DATA SHOWN:

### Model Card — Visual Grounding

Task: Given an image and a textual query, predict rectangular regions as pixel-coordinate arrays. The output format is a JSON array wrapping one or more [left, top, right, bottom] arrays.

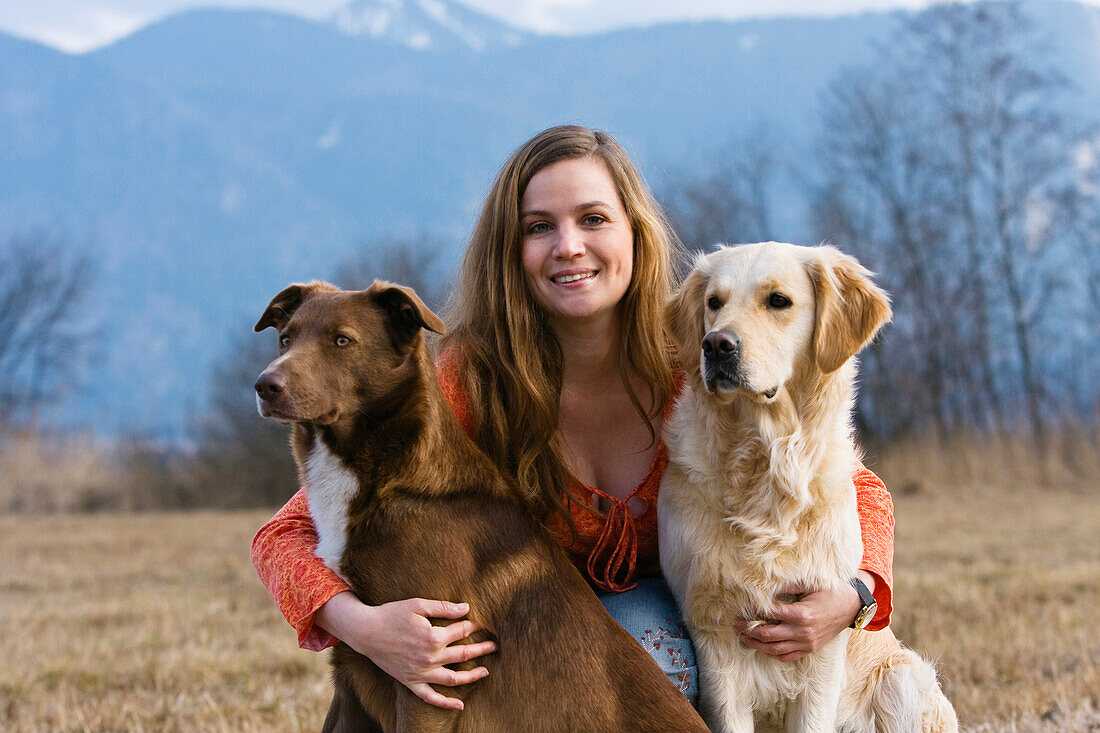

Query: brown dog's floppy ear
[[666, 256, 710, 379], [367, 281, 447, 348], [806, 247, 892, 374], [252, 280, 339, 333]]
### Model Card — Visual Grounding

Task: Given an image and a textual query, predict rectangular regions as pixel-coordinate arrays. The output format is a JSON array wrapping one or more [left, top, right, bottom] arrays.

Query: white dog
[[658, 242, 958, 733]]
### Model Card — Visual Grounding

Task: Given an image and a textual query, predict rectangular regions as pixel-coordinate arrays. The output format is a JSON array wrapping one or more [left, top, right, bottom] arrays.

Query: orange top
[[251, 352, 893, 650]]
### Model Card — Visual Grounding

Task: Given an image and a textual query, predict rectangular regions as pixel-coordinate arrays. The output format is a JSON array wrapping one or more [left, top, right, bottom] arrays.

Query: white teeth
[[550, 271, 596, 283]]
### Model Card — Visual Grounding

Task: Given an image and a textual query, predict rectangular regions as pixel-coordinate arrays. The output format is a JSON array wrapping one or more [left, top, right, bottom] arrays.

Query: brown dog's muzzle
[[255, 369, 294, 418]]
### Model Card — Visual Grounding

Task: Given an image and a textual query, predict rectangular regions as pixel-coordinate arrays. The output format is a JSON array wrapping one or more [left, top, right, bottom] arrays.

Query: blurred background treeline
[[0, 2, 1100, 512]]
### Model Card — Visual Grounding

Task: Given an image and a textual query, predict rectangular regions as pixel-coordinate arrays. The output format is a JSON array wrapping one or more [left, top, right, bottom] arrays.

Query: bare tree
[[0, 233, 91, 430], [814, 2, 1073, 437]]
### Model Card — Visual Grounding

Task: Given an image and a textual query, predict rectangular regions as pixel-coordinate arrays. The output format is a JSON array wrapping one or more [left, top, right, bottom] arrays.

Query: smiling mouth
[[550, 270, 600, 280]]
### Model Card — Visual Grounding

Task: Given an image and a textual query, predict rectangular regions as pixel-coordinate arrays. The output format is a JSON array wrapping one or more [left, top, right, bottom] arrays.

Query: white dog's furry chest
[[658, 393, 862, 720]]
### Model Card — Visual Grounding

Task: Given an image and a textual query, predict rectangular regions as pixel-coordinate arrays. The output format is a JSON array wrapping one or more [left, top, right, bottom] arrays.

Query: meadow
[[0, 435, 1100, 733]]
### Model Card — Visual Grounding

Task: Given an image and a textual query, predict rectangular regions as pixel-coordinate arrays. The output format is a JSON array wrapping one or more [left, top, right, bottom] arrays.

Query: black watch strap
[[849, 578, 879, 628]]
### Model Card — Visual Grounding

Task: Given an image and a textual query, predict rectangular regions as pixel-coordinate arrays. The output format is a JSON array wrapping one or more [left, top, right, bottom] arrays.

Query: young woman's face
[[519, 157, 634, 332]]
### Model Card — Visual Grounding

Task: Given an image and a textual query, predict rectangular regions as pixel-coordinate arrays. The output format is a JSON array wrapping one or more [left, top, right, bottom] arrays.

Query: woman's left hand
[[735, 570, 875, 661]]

...

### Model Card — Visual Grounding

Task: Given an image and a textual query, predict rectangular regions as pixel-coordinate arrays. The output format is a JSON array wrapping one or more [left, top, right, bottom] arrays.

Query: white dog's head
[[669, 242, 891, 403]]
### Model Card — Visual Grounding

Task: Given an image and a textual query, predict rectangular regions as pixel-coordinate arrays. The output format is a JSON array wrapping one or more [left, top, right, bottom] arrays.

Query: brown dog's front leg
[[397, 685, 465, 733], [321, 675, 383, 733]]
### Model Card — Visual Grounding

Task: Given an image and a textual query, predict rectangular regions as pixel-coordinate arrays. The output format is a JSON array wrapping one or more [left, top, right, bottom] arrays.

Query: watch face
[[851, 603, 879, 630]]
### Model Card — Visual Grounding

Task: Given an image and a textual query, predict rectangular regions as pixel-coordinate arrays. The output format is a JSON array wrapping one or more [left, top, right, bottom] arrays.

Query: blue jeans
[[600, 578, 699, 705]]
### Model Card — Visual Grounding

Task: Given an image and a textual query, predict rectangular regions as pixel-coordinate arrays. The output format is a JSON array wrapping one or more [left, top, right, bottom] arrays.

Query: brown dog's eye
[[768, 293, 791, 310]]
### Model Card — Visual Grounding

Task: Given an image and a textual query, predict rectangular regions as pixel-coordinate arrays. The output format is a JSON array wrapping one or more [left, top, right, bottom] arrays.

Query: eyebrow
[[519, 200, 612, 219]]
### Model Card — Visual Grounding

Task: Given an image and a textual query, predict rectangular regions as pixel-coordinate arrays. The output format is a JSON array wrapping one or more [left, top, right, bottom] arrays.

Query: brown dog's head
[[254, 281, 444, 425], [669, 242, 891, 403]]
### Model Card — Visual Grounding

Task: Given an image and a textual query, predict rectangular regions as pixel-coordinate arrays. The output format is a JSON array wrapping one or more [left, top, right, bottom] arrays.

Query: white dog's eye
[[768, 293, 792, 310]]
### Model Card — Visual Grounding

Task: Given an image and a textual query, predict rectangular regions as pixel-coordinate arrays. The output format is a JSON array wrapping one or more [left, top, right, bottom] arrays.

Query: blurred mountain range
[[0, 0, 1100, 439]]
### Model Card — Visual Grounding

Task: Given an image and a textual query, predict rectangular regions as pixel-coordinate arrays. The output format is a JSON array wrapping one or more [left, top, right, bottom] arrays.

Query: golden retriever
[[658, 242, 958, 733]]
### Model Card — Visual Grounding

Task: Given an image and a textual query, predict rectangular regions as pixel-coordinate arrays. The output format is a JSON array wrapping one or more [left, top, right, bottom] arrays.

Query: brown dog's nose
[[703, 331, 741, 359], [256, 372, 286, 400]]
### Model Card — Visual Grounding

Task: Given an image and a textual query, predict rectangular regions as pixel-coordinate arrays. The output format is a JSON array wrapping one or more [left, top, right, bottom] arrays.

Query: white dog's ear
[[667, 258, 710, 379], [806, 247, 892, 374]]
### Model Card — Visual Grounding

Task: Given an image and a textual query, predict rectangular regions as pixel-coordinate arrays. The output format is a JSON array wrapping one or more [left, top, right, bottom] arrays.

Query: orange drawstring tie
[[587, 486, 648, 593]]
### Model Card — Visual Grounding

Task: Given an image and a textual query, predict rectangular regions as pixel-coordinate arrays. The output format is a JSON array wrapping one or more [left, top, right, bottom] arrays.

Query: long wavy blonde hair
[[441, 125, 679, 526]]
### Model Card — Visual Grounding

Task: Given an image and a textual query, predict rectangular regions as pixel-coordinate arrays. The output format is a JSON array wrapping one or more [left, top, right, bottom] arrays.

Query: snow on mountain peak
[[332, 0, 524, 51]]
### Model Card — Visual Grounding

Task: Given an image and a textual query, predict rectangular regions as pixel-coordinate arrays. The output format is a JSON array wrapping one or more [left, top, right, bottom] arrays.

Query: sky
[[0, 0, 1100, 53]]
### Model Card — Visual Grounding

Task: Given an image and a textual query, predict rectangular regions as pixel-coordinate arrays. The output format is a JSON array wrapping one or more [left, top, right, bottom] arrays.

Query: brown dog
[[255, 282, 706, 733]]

* * *

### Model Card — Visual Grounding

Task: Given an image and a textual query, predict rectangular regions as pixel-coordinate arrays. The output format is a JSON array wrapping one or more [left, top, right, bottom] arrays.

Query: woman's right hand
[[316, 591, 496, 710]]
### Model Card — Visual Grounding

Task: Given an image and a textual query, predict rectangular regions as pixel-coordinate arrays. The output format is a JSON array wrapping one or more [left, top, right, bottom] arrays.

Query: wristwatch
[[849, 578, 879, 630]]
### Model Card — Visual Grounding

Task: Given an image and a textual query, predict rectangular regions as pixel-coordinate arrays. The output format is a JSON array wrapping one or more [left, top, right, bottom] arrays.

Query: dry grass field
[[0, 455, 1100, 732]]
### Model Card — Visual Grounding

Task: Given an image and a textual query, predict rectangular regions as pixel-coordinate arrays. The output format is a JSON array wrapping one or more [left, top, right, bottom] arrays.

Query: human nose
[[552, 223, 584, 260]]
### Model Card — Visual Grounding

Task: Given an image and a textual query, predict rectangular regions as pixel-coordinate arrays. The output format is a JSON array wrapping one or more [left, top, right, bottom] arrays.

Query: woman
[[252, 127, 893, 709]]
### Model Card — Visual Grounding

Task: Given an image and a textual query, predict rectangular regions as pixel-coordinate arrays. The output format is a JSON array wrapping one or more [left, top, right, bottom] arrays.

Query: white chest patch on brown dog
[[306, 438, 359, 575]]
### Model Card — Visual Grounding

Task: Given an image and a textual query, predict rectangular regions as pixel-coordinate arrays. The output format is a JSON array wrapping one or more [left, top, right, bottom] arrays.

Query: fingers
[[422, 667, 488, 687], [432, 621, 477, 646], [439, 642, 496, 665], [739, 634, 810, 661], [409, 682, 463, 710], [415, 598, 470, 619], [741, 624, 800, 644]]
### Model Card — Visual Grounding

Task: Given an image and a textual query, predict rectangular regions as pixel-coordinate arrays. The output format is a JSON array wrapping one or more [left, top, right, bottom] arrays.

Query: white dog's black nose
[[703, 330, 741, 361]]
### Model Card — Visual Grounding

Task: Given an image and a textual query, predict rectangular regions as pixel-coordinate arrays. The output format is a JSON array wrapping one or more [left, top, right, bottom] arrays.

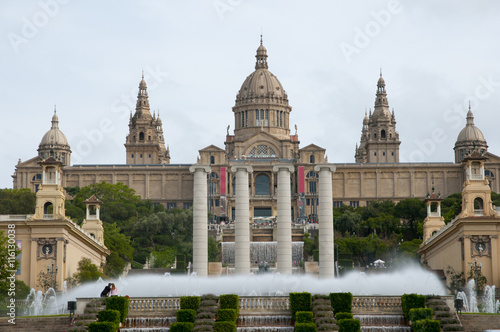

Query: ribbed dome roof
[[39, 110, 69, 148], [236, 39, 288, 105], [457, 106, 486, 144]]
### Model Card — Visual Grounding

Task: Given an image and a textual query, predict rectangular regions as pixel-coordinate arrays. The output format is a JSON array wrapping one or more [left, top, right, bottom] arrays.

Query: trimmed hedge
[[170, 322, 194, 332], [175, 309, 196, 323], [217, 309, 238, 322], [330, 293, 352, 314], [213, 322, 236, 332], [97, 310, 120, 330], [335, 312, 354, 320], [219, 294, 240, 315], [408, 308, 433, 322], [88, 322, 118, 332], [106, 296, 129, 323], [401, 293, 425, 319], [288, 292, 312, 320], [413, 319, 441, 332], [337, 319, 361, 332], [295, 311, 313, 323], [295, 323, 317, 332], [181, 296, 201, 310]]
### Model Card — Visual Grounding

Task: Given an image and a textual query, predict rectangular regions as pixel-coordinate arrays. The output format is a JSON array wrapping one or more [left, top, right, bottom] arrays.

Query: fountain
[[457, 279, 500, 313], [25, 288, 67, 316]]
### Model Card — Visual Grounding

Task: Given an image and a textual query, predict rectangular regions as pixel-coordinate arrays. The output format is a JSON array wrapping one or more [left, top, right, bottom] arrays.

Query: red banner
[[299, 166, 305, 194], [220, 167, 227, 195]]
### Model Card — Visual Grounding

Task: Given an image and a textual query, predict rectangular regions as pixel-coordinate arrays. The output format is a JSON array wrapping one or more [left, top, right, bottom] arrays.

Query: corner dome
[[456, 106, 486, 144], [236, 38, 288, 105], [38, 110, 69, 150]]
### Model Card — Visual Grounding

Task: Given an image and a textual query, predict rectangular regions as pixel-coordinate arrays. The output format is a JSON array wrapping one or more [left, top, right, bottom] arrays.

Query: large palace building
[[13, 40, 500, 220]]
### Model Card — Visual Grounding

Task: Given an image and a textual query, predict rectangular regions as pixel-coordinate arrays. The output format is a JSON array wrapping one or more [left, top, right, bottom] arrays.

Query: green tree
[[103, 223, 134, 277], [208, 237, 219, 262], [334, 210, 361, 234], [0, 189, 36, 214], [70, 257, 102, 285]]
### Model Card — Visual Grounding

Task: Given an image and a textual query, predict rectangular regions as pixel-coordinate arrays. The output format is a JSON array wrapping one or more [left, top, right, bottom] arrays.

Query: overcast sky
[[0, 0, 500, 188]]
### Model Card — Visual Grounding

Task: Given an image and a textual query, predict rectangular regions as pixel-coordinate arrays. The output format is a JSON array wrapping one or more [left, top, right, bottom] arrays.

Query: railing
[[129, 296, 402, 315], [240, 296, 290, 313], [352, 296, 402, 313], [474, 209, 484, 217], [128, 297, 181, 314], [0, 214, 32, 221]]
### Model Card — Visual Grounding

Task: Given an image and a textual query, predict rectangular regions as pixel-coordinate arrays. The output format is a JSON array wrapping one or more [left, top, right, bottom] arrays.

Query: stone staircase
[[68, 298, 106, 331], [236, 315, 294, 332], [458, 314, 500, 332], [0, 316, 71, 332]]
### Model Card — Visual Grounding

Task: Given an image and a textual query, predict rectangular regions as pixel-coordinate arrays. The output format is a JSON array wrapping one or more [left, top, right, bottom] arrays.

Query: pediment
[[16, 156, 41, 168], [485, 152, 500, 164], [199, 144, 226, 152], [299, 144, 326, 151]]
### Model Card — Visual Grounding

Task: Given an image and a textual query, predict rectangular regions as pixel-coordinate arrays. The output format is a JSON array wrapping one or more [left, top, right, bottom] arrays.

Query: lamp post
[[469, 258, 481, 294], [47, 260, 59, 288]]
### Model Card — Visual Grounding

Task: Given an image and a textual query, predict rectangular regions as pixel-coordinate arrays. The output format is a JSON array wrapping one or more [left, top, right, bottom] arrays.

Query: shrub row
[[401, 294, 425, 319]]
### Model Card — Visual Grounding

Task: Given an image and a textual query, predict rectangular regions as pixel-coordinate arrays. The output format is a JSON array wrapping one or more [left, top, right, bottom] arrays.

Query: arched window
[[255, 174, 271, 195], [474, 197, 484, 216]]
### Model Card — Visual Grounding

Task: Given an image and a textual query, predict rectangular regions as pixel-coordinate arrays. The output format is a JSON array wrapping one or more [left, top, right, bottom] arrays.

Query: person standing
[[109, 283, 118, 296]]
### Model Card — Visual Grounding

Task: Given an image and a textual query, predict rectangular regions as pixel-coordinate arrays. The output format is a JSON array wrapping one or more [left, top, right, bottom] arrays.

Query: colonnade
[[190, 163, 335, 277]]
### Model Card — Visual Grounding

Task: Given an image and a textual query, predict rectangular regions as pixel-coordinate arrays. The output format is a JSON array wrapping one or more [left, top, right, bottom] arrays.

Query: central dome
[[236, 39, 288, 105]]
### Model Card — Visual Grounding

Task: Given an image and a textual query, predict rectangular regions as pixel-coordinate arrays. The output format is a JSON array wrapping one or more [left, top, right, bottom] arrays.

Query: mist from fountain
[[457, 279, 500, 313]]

SHORT PROBLEM:
Collect every line above that contains the word "brown", and copy each such line in full.

EXPECTED ANSWER:
Query: brown dog's floppy ear
Query: brown dog's muzzle
Query: brown dog's front leg
Query: brown dog's eye
Query: brown dog's head
Query: brown dog's nose
Query: brown dog
Query: white chest patch on brown dog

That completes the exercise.